== Task goal ==
Pull out every line of the items below that contains the word "striped", and treat uppercase and lowercase letters as different.

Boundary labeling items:
==*==

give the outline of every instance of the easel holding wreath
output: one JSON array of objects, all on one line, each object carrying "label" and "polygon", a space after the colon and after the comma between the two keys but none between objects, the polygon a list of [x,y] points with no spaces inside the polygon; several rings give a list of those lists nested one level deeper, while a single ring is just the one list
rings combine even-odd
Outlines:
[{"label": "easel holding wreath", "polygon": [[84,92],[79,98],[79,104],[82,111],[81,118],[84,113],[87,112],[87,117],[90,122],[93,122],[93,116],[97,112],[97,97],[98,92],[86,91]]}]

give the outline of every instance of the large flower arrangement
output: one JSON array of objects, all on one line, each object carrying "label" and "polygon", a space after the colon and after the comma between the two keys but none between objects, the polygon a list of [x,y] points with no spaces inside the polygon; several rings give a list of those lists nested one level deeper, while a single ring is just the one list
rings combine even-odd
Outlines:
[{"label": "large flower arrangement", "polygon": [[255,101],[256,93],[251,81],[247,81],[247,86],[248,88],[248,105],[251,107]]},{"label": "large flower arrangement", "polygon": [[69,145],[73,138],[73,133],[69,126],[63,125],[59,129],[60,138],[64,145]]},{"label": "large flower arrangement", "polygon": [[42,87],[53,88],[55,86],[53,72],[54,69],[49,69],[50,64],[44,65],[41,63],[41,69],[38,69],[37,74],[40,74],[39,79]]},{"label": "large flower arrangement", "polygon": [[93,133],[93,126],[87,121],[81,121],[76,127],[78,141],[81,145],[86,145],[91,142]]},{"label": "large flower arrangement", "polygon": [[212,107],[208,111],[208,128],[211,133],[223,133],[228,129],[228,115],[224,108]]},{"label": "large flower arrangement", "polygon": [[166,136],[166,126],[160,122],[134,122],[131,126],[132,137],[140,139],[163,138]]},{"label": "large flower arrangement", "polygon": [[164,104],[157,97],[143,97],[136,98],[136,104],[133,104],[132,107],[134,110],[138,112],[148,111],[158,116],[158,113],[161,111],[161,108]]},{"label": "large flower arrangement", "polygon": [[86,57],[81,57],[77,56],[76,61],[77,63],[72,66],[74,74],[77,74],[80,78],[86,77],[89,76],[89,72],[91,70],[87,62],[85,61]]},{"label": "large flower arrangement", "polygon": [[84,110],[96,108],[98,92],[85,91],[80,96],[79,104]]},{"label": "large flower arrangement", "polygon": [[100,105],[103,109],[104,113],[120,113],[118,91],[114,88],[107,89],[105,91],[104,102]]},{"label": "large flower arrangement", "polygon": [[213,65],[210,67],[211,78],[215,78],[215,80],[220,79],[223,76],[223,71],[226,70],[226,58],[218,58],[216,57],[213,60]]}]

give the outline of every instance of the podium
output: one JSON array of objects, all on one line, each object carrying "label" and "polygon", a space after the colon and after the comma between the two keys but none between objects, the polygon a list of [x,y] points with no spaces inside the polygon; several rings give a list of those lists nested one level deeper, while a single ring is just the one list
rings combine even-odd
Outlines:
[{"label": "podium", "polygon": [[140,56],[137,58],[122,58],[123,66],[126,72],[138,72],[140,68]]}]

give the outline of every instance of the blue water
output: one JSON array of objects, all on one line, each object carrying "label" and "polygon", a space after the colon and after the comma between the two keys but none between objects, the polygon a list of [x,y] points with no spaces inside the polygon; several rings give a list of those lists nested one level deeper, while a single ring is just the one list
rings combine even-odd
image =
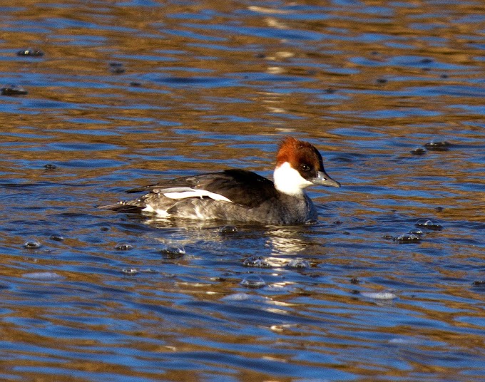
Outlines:
[{"label": "blue water", "polygon": [[[29,92],[0,96],[0,378],[485,380],[484,11],[0,7],[1,87]],[[342,184],[310,190],[315,224],[96,208],[170,177],[270,177],[287,135]]]}]

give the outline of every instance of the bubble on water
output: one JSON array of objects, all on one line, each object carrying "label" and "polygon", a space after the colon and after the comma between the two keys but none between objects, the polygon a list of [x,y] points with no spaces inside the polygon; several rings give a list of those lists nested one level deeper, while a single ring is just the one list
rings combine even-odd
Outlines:
[{"label": "bubble on water", "polygon": [[220,229],[221,234],[233,234],[238,232],[238,228],[233,225],[225,225]]},{"label": "bubble on water", "polygon": [[271,265],[264,257],[260,256],[251,256],[242,262],[245,267],[256,267],[259,268],[270,268]]},{"label": "bubble on water", "polygon": [[450,143],[446,140],[441,142],[432,141],[424,145],[424,147],[429,151],[447,151],[450,146]]},{"label": "bubble on water", "polygon": [[17,56],[21,57],[42,57],[44,52],[40,49],[29,48],[28,49],[22,49],[17,51]]},{"label": "bubble on water", "polygon": [[167,258],[182,257],[185,254],[183,247],[176,245],[167,245],[160,250],[160,252]]},{"label": "bubble on water", "polygon": [[129,276],[133,276],[133,274],[138,273],[138,270],[135,268],[123,268],[121,269],[121,272],[123,274],[128,274]]},{"label": "bubble on water", "polygon": [[31,239],[30,240],[27,240],[25,243],[24,243],[24,247],[27,249],[37,249],[41,246],[42,244],[41,244],[39,240],[36,240],[35,239]]},{"label": "bubble on water", "polygon": [[262,288],[266,285],[266,283],[259,276],[251,274],[245,277],[240,282],[240,284],[246,288]]},{"label": "bubble on water", "polygon": [[413,155],[424,155],[426,154],[426,150],[423,148],[416,148],[414,150],[411,150],[411,153]]},{"label": "bubble on water", "polygon": [[64,240],[64,237],[61,234],[52,234],[49,236],[49,239],[55,242],[63,242]]},{"label": "bubble on water", "polygon": [[222,301],[262,301],[267,300],[267,297],[263,296],[255,296],[254,294],[248,294],[247,293],[235,293],[233,294],[228,294],[225,296],[222,299]]},{"label": "bubble on water", "polygon": [[427,229],[432,229],[432,231],[441,231],[443,226],[438,222],[433,222],[428,219],[420,219],[414,224],[419,228],[426,228]]},{"label": "bubble on water", "polygon": [[310,268],[311,267],[310,262],[300,258],[296,258],[291,260],[286,264],[288,268]]},{"label": "bubble on water", "polygon": [[419,243],[421,242],[421,237],[414,234],[404,234],[395,237],[393,240],[397,243]]},{"label": "bubble on water", "polygon": [[133,249],[133,246],[128,243],[118,243],[115,245],[115,249],[117,251],[129,251]]},{"label": "bubble on water", "polygon": [[10,85],[0,89],[0,94],[2,96],[25,96],[29,92],[21,86]]},{"label": "bubble on water", "polygon": [[397,298],[397,295],[391,291],[362,291],[361,296],[374,300],[394,300]]},{"label": "bubble on water", "polygon": [[32,273],[24,273],[22,274],[23,277],[26,279],[30,279],[31,280],[61,280],[63,279],[62,276],[56,274],[56,272],[32,272]]}]

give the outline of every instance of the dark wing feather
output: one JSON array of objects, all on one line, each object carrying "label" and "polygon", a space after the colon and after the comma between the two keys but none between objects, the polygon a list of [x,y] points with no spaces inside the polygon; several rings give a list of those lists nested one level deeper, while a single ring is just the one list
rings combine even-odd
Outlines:
[{"label": "dark wing feather", "polygon": [[189,187],[219,194],[234,203],[250,208],[257,207],[277,195],[271,180],[245,170],[226,170],[220,172],[178,177],[128,192],[163,192],[163,189],[179,187]]}]

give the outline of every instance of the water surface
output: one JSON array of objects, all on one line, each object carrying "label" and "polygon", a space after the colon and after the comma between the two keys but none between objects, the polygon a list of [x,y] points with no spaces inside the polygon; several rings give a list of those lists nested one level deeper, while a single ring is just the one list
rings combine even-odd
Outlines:
[{"label": "water surface", "polygon": [[[0,10],[1,87],[28,91],[0,96],[0,378],[485,379],[481,1]],[[288,135],[343,185],[310,190],[317,224],[96,208],[270,176]]]}]

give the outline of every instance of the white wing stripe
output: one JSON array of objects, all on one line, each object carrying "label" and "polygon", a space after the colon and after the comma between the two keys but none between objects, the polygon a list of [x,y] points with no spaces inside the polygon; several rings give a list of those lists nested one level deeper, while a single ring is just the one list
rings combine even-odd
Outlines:
[{"label": "white wing stripe", "polygon": [[163,195],[170,199],[185,199],[187,197],[208,197],[214,200],[223,200],[224,202],[233,202],[231,200],[225,196],[220,195],[215,192],[205,191],[205,190],[190,190],[190,191],[183,191],[180,192],[163,192]]}]

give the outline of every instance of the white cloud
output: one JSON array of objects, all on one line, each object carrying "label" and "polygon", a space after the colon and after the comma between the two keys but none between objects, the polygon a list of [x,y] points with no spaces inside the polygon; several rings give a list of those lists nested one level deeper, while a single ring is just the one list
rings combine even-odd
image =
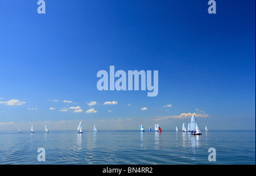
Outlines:
[{"label": "white cloud", "polygon": [[188,113],[182,113],[180,115],[174,115],[174,116],[158,116],[155,118],[155,120],[164,120],[170,118],[172,119],[183,119],[183,118],[191,118],[193,115],[195,115],[196,118],[208,118],[209,116],[208,114],[206,114],[204,111],[199,110],[196,109],[196,112],[188,112]]},{"label": "white cloud", "polygon": [[11,99],[10,100],[9,100],[7,102],[0,102],[1,103],[6,104],[9,106],[18,106],[18,105],[22,105],[23,104],[25,104],[25,102],[20,102],[18,100],[18,99]]},{"label": "white cloud", "polygon": [[38,110],[38,108],[27,108],[28,110]]},{"label": "white cloud", "polygon": [[72,101],[64,100],[64,101],[63,101],[63,102],[64,102],[64,103],[72,103]]},{"label": "white cloud", "polygon": [[92,109],[90,109],[89,110],[87,110],[85,112],[85,113],[95,113],[95,112],[98,112],[98,111],[95,111],[95,109],[92,108]]},{"label": "white cloud", "polygon": [[172,104],[167,104],[164,106],[164,107],[172,107]]},{"label": "white cloud", "polygon": [[104,104],[116,104],[118,103],[117,102],[113,101],[112,102],[106,102],[104,103]]},{"label": "white cloud", "polygon": [[82,110],[76,110],[74,111],[74,112],[82,112]]},{"label": "white cloud", "polygon": [[10,121],[8,123],[0,122],[0,125],[9,125],[12,123],[13,123],[13,121]]},{"label": "white cloud", "polygon": [[77,107],[70,107],[68,108],[72,110],[80,110],[81,109],[81,107],[77,106]]},{"label": "white cloud", "polygon": [[88,106],[93,106],[96,104],[97,102],[96,101],[92,101],[90,103],[87,102],[86,103],[88,104]]},{"label": "white cloud", "polygon": [[68,110],[67,110],[67,109],[62,109],[60,110],[60,111],[61,111],[61,112],[67,112],[68,111]]}]

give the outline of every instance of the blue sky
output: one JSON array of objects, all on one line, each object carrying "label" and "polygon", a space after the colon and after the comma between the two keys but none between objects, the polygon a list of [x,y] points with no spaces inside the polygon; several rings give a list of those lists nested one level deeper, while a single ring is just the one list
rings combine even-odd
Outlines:
[{"label": "blue sky", "polygon": [[[207,1],[45,2],[1,2],[0,130],[172,130],[193,113],[201,129],[255,129],[255,1],[216,14]],[[110,65],[158,70],[158,95],[98,90]]]}]

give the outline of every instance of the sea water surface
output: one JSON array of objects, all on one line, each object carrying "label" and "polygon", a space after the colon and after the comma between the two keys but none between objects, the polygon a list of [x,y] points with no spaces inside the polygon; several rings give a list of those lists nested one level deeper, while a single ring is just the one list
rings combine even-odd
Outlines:
[{"label": "sea water surface", "polygon": [[[255,131],[0,132],[0,164],[255,164]],[[38,161],[39,148],[46,161]],[[209,161],[210,148],[216,161]]]}]

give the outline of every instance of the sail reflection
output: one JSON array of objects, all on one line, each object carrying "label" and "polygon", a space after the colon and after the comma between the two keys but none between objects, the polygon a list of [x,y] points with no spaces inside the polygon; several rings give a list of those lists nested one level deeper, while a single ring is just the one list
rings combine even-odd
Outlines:
[{"label": "sail reflection", "polygon": [[144,146],[144,132],[141,132],[141,146],[142,148]]},{"label": "sail reflection", "polygon": [[161,139],[160,137],[161,137],[161,133],[158,132],[155,132],[155,148],[158,149],[161,147],[161,146],[160,145],[160,140]]},{"label": "sail reflection", "polygon": [[77,148],[82,149],[82,134],[77,133]]},{"label": "sail reflection", "polygon": [[196,154],[196,149],[199,146],[199,139],[200,136],[198,135],[191,135],[191,147],[192,149],[192,152]]}]

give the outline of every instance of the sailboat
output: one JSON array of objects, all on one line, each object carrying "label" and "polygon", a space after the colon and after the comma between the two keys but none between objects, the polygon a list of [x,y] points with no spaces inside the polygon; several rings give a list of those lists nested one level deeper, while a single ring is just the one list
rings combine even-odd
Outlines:
[{"label": "sailboat", "polygon": [[34,125],[32,125],[32,127],[31,127],[31,133],[34,133]]},{"label": "sailboat", "polygon": [[49,132],[49,131],[48,131],[48,128],[47,128],[47,127],[46,125],[46,133],[48,133]]},{"label": "sailboat", "polygon": [[155,131],[158,132],[158,124],[155,124]]},{"label": "sailboat", "polygon": [[200,129],[199,129],[199,127],[197,126],[197,124],[196,125],[196,132],[193,132],[193,133],[191,133],[192,135],[201,135],[202,133],[200,131]]},{"label": "sailboat", "polygon": [[18,127],[18,131],[19,131],[19,133],[21,133],[21,130],[20,130],[20,127]]},{"label": "sailboat", "polygon": [[195,115],[193,115],[191,118],[191,120],[190,121],[190,132],[191,133],[196,131],[196,121]]},{"label": "sailboat", "polygon": [[190,130],[191,135],[201,135],[202,134],[198,127],[195,115],[193,115],[191,118],[191,121],[190,121]]},{"label": "sailboat", "polygon": [[209,131],[209,129],[207,128],[207,126],[205,126],[205,131]]},{"label": "sailboat", "polygon": [[183,124],[182,124],[182,129],[181,131],[183,132],[187,132],[187,129],[186,129],[186,127],[185,127],[185,123],[183,123]]},{"label": "sailboat", "polygon": [[94,127],[93,127],[93,131],[94,132],[96,132],[97,131],[96,126],[95,126],[95,125],[94,125]]},{"label": "sailboat", "polygon": [[162,132],[162,129],[161,129],[161,128],[160,128],[159,125],[158,125],[158,132]]},{"label": "sailboat", "polygon": [[77,133],[82,133],[82,121],[81,121],[80,123],[79,123],[79,125],[77,127]]},{"label": "sailboat", "polygon": [[141,131],[144,132],[145,130],[144,129],[144,127],[142,126],[142,125],[141,125]]}]

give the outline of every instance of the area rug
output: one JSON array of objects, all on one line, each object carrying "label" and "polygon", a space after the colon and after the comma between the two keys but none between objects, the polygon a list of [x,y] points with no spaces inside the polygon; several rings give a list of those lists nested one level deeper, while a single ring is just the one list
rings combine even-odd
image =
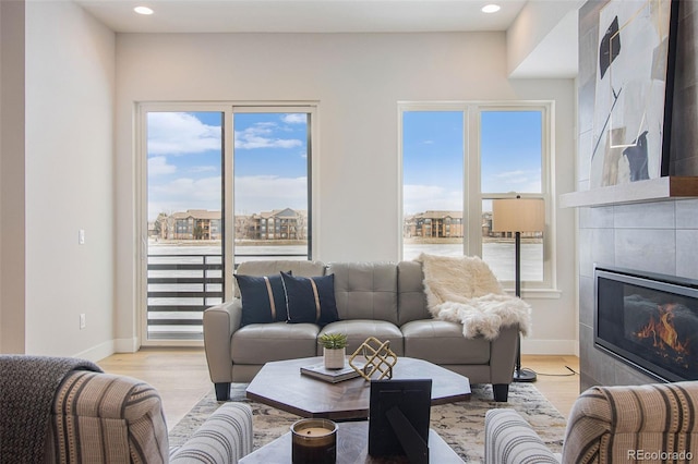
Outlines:
[{"label": "area rug", "polygon": [[[245,398],[246,383],[233,383],[231,401],[243,401],[253,410],[254,449],[289,431],[299,417]],[[565,418],[531,383],[512,383],[506,403],[492,401],[489,384],[472,386],[470,401],[433,406],[431,426],[464,461],[484,461],[484,414],[488,410],[509,407],[519,412],[550,449],[559,453],[565,436]],[[213,391],[196,404],[169,434],[170,447],[182,444],[218,408]]]}]

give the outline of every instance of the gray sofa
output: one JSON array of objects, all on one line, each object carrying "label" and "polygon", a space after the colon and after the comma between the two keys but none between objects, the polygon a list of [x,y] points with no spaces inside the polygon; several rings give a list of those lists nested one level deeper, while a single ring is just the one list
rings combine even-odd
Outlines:
[{"label": "gray sofa", "polygon": [[398,356],[416,357],[461,374],[471,383],[492,383],[495,401],[507,401],[516,357],[518,326],[502,328],[493,341],[467,339],[460,323],[433,319],[426,307],[420,262],[248,261],[237,272],[298,277],[334,274],[340,320],[314,323],[251,323],[240,327],[242,302],[204,312],[204,343],[210,379],[219,401],[231,382],[249,382],[270,361],[322,355],[317,337],[347,333],[347,353],[368,337],[389,340]]}]

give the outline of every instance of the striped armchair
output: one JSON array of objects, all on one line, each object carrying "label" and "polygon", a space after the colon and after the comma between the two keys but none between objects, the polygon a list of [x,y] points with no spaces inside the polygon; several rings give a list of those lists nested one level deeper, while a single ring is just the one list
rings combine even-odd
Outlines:
[{"label": "striped armchair", "polygon": [[49,424],[46,463],[237,463],[252,451],[252,411],[227,403],[170,455],[157,391],[94,371],[68,374]]},{"label": "striped armchair", "polygon": [[485,415],[485,463],[675,462],[698,459],[698,381],[592,387],[575,402],[562,455],[514,410]]}]

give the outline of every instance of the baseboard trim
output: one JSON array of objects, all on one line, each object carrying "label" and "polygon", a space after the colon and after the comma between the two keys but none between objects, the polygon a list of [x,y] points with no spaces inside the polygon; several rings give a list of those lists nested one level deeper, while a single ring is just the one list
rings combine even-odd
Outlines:
[{"label": "baseboard trim", "polygon": [[115,353],[115,342],[113,340],[99,343],[96,346],[82,351],[75,354],[73,357],[80,357],[83,359],[92,361],[96,363],[98,361],[104,359],[105,357],[111,356]]},{"label": "baseboard trim", "polygon": [[140,349],[141,340],[137,337],[115,340],[115,353],[135,353]]},{"label": "baseboard trim", "polygon": [[527,340],[521,339],[522,354],[559,354],[579,356],[576,340]]}]

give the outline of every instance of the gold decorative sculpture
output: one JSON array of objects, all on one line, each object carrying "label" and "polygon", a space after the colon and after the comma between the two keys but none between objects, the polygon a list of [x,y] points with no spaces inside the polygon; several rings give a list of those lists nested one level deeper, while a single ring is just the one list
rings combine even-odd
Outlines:
[{"label": "gold decorative sculpture", "polygon": [[[390,341],[382,342],[374,337],[369,337],[349,357],[349,365],[365,380],[371,380],[371,376],[381,373],[378,380],[393,378],[393,366],[397,363],[397,355],[389,347]],[[363,357],[365,364],[357,365],[354,359]]]}]

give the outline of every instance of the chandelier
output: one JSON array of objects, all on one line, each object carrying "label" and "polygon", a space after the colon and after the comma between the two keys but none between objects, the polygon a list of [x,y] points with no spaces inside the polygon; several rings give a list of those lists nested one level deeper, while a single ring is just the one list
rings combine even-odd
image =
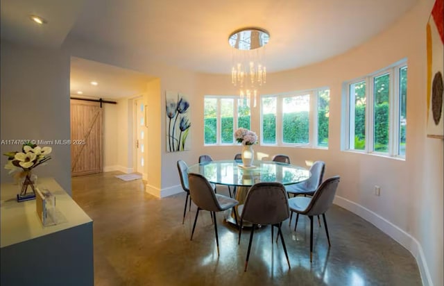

==*==

== Completed task ==
give the outline of every instance of the striped armchair
[{"label": "striped armchair", "polygon": [[49,424],[46,463],[237,463],[252,451],[252,411],[227,403],[170,455],[157,391],[94,371],[68,374]]},{"label": "striped armchair", "polygon": [[485,415],[485,463],[675,462],[698,459],[698,381],[592,387],[575,402],[562,455],[514,410]]}]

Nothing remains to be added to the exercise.